Can you return every line below that contains the word "with"? Case counts.

════

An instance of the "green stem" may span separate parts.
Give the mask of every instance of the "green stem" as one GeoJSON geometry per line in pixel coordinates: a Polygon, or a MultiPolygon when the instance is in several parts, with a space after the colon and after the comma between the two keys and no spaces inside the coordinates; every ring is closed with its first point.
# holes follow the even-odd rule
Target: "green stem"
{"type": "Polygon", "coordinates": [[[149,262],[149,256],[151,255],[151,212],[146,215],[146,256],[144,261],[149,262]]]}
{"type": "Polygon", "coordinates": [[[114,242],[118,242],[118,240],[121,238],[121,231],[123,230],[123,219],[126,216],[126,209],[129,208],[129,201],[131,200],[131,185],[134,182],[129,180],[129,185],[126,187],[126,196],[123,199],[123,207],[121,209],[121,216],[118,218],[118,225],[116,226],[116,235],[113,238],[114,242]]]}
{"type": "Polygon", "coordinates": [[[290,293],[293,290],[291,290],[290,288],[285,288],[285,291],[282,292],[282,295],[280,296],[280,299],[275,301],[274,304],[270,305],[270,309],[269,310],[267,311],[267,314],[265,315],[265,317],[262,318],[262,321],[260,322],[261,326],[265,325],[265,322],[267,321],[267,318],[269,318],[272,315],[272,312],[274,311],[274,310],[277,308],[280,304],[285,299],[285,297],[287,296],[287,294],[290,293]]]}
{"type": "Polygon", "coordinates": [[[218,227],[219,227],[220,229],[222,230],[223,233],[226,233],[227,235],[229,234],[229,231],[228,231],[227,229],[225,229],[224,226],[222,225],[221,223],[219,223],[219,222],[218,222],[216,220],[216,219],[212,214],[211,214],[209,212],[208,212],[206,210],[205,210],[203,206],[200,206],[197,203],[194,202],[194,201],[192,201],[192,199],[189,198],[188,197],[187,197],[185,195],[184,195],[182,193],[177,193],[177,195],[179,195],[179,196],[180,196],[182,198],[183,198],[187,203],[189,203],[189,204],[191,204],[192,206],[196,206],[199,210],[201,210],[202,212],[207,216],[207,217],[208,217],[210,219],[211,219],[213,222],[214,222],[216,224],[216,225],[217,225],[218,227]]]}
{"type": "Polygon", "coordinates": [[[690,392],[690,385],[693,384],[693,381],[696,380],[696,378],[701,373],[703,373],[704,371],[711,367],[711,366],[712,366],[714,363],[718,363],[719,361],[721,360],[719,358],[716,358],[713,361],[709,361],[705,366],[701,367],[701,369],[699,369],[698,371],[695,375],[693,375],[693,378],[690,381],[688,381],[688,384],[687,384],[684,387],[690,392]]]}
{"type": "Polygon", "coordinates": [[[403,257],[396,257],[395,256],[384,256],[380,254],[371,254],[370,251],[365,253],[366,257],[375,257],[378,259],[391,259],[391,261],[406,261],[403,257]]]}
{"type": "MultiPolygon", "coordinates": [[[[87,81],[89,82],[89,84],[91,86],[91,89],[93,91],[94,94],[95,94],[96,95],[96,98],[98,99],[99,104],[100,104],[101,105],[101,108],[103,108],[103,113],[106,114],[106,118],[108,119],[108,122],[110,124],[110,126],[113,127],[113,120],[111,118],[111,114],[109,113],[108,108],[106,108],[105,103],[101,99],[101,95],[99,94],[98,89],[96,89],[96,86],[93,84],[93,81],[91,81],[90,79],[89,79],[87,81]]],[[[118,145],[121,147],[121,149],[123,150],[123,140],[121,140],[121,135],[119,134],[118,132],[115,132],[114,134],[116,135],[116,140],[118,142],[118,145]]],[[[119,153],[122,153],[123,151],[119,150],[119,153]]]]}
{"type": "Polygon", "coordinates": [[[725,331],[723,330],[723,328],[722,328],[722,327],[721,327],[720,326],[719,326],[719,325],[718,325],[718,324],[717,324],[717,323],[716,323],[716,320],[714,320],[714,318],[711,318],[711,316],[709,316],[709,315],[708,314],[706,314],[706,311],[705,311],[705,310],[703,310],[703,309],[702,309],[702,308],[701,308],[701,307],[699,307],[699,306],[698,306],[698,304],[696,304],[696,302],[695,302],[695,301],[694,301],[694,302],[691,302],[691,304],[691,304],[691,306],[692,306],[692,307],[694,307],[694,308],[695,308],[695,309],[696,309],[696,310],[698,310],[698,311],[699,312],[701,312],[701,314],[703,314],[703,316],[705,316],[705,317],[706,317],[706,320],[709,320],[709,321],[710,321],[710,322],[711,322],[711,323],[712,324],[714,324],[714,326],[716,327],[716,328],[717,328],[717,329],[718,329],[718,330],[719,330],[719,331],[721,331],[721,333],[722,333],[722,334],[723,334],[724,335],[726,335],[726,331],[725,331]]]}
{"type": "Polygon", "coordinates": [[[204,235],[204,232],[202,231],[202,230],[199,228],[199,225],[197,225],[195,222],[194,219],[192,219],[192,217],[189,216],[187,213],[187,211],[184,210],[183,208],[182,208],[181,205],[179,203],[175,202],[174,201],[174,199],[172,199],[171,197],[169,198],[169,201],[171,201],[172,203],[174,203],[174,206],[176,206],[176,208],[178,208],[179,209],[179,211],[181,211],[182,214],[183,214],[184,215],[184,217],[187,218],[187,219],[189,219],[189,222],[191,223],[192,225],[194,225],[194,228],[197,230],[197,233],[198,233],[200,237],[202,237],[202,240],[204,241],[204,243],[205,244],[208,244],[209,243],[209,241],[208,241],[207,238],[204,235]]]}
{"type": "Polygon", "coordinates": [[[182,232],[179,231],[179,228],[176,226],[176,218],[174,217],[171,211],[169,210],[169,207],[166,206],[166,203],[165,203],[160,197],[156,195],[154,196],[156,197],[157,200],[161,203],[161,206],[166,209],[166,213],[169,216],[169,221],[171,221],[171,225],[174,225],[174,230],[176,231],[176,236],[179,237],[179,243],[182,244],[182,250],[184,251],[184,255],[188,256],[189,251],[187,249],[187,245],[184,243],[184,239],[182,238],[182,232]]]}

════

**TASK SOLUTION:**
Give the mask of every instance of the "green stem" as one GeoJSON geometry per line in pixel coordinates: a Polygon, or a MultiPolygon when the instance is in several parts, with a space after the colon and after the comma between the two keys and no spaces inside the coordinates; every ring is closed with its first point.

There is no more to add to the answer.